### TASK TO COMPLETE
The line containing "positive clicks: (144, 89)" and all lines following it in the listing below are to be reproduced exactly, with no other lines.

### TASK MATERIAL
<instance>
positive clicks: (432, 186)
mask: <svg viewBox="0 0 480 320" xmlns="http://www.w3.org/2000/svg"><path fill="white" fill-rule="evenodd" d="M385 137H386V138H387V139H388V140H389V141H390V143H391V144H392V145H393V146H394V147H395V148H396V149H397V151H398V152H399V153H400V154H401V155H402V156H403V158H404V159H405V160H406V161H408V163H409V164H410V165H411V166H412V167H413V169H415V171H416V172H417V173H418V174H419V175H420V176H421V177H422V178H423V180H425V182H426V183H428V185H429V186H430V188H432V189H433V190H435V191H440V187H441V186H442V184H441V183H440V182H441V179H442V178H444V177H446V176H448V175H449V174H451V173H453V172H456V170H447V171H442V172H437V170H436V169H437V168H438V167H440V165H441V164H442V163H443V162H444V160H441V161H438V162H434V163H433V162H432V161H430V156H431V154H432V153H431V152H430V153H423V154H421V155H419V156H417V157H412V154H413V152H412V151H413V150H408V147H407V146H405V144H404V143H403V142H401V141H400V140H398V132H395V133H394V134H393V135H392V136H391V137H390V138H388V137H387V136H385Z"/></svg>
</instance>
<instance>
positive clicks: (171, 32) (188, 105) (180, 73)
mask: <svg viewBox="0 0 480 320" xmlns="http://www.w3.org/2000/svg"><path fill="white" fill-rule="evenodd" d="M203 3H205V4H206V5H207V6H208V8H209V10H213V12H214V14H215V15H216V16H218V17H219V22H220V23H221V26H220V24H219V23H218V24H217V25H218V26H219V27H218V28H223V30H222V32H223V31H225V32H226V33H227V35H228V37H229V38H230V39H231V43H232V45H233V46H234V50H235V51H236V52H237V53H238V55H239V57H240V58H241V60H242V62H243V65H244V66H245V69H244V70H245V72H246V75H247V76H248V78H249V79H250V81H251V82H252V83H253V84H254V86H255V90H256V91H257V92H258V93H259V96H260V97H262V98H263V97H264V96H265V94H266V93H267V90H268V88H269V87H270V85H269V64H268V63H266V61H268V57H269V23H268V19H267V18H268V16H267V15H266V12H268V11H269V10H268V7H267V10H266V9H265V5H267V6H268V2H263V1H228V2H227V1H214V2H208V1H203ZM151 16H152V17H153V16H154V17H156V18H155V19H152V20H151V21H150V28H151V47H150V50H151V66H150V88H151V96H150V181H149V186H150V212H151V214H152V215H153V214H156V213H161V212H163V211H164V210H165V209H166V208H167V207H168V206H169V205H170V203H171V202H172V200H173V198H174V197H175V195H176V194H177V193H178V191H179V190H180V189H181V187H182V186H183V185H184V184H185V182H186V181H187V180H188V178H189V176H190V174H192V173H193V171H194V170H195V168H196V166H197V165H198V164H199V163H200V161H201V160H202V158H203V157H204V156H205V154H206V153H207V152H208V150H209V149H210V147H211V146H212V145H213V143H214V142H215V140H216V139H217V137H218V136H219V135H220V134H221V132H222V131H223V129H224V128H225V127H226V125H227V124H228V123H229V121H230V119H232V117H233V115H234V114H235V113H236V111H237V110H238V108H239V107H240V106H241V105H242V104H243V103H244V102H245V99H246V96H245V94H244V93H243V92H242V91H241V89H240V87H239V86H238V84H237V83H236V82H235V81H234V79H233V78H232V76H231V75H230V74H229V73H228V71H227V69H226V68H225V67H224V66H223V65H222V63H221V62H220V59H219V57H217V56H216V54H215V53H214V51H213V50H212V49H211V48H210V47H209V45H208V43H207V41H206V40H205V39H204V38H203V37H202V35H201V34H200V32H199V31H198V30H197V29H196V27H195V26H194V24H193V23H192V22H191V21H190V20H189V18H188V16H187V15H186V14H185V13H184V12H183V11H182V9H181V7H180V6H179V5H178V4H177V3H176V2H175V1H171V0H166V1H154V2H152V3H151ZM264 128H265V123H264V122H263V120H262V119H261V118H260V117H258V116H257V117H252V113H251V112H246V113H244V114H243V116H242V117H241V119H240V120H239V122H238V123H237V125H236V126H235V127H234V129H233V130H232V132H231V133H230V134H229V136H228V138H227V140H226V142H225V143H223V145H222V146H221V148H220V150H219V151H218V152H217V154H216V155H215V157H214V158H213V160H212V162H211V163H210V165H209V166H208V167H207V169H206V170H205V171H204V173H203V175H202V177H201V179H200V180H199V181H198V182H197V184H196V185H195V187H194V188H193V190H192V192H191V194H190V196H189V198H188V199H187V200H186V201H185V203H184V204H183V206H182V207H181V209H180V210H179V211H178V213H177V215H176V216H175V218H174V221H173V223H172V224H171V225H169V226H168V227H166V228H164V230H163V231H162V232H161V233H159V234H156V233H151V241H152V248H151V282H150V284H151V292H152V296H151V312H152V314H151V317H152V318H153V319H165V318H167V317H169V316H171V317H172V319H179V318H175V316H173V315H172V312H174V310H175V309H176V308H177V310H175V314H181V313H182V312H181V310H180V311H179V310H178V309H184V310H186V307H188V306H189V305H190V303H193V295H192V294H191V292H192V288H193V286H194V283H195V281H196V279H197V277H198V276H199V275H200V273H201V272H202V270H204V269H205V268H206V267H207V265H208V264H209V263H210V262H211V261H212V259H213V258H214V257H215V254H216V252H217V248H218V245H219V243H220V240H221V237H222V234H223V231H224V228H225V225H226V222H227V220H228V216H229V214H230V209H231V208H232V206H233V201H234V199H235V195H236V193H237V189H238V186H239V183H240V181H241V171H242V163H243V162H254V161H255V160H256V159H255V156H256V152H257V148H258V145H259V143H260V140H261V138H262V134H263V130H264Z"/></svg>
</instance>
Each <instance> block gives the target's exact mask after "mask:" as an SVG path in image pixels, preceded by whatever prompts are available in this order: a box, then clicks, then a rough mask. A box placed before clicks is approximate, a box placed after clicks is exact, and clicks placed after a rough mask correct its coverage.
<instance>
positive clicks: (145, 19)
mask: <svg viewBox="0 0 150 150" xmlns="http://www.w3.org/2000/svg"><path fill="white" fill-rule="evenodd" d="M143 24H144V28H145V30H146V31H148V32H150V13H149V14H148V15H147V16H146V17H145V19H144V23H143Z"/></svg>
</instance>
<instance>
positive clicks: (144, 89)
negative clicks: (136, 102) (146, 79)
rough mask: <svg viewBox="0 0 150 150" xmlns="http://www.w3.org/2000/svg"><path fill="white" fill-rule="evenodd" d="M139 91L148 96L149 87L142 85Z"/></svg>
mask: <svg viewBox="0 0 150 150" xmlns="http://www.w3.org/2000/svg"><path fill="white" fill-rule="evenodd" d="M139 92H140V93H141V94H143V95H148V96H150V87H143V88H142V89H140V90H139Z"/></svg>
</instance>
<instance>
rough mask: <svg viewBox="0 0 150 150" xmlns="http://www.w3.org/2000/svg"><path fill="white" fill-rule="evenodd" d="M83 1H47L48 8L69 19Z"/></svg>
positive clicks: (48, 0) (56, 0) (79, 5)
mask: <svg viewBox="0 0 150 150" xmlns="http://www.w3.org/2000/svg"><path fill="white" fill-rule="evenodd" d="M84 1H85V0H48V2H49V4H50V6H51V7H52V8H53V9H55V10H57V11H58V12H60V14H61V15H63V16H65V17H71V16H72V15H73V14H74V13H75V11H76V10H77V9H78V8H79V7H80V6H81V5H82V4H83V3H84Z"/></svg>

### RESULT OF THIS TASK
positive clicks: (144, 89)
negative clicks: (136, 102) (146, 79)
rough mask: <svg viewBox="0 0 150 150" xmlns="http://www.w3.org/2000/svg"><path fill="white" fill-rule="evenodd" d="M139 91L148 96L149 87L142 85Z"/></svg>
mask: <svg viewBox="0 0 150 150" xmlns="http://www.w3.org/2000/svg"><path fill="white" fill-rule="evenodd" d="M139 92H140V93H141V94H143V95H148V96H150V87H143V88H142V89H140V90H139Z"/></svg>
</instance>
<instance>
rough mask: <svg viewBox="0 0 150 150" xmlns="http://www.w3.org/2000/svg"><path fill="white" fill-rule="evenodd" d="M83 1H47L48 8L69 19Z"/></svg>
positive clicks: (48, 0) (56, 0) (79, 5)
mask: <svg viewBox="0 0 150 150" xmlns="http://www.w3.org/2000/svg"><path fill="white" fill-rule="evenodd" d="M84 1H85V0H48V2H49V4H50V6H51V7H52V8H53V9H55V10H57V11H58V12H60V14H61V15H63V16H65V17H71V16H72V15H73V14H74V13H75V11H76V10H77V9H78V8H79V7H80V6H81V5H82V4H83V3H84Z"/></svg>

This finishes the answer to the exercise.